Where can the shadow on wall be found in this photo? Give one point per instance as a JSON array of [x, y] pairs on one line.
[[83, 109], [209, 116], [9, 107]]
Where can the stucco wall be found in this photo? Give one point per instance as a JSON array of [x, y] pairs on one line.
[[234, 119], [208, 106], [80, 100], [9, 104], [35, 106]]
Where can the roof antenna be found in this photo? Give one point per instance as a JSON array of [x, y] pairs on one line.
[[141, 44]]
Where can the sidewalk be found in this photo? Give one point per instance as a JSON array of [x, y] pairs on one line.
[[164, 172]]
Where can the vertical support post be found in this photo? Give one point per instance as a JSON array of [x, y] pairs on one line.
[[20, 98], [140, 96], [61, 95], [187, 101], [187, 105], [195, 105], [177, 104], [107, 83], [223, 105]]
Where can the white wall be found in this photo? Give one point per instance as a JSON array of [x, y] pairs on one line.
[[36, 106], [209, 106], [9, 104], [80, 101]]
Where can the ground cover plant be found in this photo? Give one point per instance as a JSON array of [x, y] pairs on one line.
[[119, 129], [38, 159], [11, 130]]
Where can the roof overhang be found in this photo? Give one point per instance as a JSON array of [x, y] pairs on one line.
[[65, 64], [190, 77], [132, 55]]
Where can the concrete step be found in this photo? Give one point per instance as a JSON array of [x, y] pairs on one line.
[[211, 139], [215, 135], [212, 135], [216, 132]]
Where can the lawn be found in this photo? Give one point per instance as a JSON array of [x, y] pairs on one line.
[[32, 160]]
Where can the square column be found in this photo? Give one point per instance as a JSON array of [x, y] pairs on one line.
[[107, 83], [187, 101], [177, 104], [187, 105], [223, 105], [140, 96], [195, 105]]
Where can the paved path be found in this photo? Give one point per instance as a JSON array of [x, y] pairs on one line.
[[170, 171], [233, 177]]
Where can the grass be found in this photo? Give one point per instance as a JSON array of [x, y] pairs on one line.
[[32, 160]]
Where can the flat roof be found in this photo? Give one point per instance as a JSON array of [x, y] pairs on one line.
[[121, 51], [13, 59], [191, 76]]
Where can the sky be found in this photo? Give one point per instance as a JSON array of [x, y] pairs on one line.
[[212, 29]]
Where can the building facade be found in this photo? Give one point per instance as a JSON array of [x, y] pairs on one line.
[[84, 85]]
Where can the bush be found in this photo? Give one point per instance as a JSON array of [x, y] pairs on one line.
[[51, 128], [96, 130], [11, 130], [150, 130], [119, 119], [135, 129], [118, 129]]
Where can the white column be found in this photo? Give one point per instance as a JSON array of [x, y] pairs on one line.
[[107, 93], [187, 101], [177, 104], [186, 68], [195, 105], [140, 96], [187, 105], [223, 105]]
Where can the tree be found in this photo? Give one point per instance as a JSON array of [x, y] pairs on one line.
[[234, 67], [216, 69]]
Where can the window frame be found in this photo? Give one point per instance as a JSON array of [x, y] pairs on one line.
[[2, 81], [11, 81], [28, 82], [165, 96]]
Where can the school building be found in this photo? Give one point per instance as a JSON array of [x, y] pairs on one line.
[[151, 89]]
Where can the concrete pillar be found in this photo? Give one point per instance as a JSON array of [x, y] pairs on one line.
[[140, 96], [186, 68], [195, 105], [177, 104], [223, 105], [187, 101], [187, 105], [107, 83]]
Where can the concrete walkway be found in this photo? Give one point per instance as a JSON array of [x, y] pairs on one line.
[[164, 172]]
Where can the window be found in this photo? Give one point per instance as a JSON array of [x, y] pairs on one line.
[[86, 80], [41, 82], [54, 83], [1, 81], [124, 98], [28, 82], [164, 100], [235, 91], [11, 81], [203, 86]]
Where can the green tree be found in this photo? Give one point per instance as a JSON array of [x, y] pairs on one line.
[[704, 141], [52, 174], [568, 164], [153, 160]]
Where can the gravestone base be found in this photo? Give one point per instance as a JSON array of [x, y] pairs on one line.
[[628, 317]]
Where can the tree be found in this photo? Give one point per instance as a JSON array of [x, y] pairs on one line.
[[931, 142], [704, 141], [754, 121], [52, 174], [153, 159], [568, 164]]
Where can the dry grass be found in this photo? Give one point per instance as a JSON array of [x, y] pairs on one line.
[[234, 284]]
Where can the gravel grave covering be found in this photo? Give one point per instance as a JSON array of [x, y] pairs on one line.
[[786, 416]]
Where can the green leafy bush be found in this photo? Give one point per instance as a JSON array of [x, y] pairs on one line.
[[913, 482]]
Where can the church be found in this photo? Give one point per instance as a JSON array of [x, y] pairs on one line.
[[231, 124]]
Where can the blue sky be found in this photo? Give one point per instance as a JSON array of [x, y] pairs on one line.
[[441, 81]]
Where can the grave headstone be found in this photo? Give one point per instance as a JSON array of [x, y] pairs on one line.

☆ ☆ ☆

*Problem details*
Copy out all the records again, swapping every "instance" for "occurrence" and leaving everything else untouched.

*Task output*
Where can the shadow on wall be found in this photo? Give one point per occurrence as a JSON array of [x, y] pairs on one line.
[[83, 109], [209, 116], [9, 107]]
Where can the stucco wall be found in this photo? Give one point per occurrence as a JSON array of [x, y] pairs on one line.
[[234, 119], [208, 106], [80, 100], [9, 104], [35, 106]]
Where can the roof antenna be found in this photo? Give one point per occurrence as a JSON array of [x, y] pairs on one line.
[[141, 44]]
Where can the sidewalk be found in this photo? Give one point per occurrence as a JSON array of [x, y] pairs on one line.
[[164, 172]]
Where can the vertical support post be found in this photo? Give one point per occurrence as a JSON array of [x, y] pairs on one line.
[[20, 98], [140, 96], [61, 95], [187, 101], [187, 105], [195, 105], [177, 104], [107, 83], [223, 105]]
Where can the white wall be found in this photo? Give one point per occurrence as a JSON array of [x, y] pairs on one line.
[[36, 106], [209, 106], [9, 104], [80, 101]]
Where can the ground cover plant be found in this photo? Give one point per occurrence as a JSON array of [x, y] pairs on one line.
[[119, 129], [38, 159], [11, 130]]
Where can the roof overhang be found in this photo? Give one point per occurrence as a JSON array of [x, y] pairs on one line.
[[65, 64], [190, 77], [132, 55]]
Where can the concrete step be found in this photo? Give one point per occurrence as a JSON array of [x, y] pairs on one line.
[[211, 139], [215, 135], [212, 135], [216, 132]]
Where can the lawn be found in this photo? Give one point per occurrence as a JSON array of [x, y] pairs on one line.
[[32, 160]]
Where can the square column be found in this photo? Give one point per occurrence as a JSON array of [x, y] pairs on one line.
[[107, 83], [187, 101], [177, 104], [187, 105], [223, 105], [140, 96], [195, 105]]
Where can the paved path be found in this photo? Give one point per occurrence as a JSON array of [x, y] pairs on one line.
[[170, 171], [233, 177]]
Where can the grass be found in this photo? Give one point per occurrence as a JSON array of [x, y] pairs on one line.
[[32, 160]]
Where can the flat roof be found in this photo? Give one point per occurrence as a JSON array of [x, y] pairs on one line.
[[121, 51], [13, 59], [191, 76]]
Where can the sky be found in this photo? Give one point per occurrence as a JSON array of [x, y] pairs on one line.
[[212, 29]]
Where can the building facade be found in this photo? Give one point per occurrence as a JSON array of [x, y] pairs on one line.
[[84, 85]]
Where can the bush be found in this photo? Give one point per occurrence as a JSON array of [x, y] pairs on one line.
[[51, 128], [96, 130], [11, 130], [150, 130], [119, 119], [135, 129], [118, 129]]
Where can the white column be found in this photo? Give one point per occurrence as a JSON array of [x, y] pairs on one line.
[[107, 93], [187, 101], [177, 104], [186, 68], [195, 105], [140, 96], [187, 105], [223, 105]]
Where can the tree be found in this photo? Give one point per occurrence as a JSON array of [x, y] pairs on one line.
[[234, 67], [216, 69]]
Where can the window frame be found in this photo? Give one point per occurrence as a JSON array of [x, y] pairs on one line.
[[2, 81], [11, 81], [28, 82], [165, 96]]
Where can the school building be found in this photo? Give one point per occurrence as a JSON array of [x, y] pairs on one line.
[[151, 89]]
Where can the concrete pillar be found in this photo? Give one point per occurrence as a JSON array of [x, y] pairs on one line.
[[140, 96], [186, 68], [195, 105], [177, 104], [223, 105], [187, 101], [187, 105], [107, 83]]
Where can the concrete walkway be found in this photo? Give one point per occurrence as a JSON array of [x, y] pairs on one line.
[[164, 172]]
Where can the window be found in this photo? Give one point per occurrence as a JSON array of [x, y] pairs on one line.
[[86, 80], [41, 82], [54, 83], [1, 81], [124, 98], [28, 82], [164, 100], [235, 91], [11, 81], [203, 86]]
Where can the green tree be found in this photo? Give one point per occurrence as a JSON array of [x, y] pairs on one line.
[[704, 141], [52, 174], [568, 164], [153, 160]]
Where can the gravestone base be found in this photo? Give one point per occurrence as a JSON array of [x, y] pairs on one line.
[[628, 317]]
Where can the tree be found in this photo? Give one point per occurrence as a JSON array of [x, y] pairs on one line.
[[931, 142], [704, 141], [754, 121], [52, 174], [153, 159], [568, 164]]
Where can the dry grass be found in this photo? Give one point per occurrence as a JSON array of [x, y] pairs on one line.
[[234, 284]]
Where can the gravel grave covering be found in this photo? Give one point per occurrence as a JSON array of [x, y] pairs on one line.
[[786, 416]]
Where can the green leafy bush be found in this photo? Give one point per occurrence as a JSON array of [x, y] pairs on one line.
[[913, 482]]
Where can the church be found in this photo? Give one point per occurrence as a JSON array of [x, y] pairs on one line.
[[231, 124]]
Where can the blue sky be found in this photo? Give one point per occurrence as a JSON array of [x, y] pairs on one line.
[[441, 81]]
Where can the grave headstone be found in this photo? Give one point per occurrence as a JSON array of [x, y] pairs on one line.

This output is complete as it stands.